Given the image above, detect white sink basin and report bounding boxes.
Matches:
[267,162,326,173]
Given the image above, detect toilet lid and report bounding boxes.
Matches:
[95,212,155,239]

---

Write out all of the data above again, word for word, from the first line to the last.

Given the image above, detect white sink basin and report bounding boxes.
Matches:
[267,162,326,173]
Given the image above, detect toilet lid and report bounding boxes.
Matches:
[95,212,155,239]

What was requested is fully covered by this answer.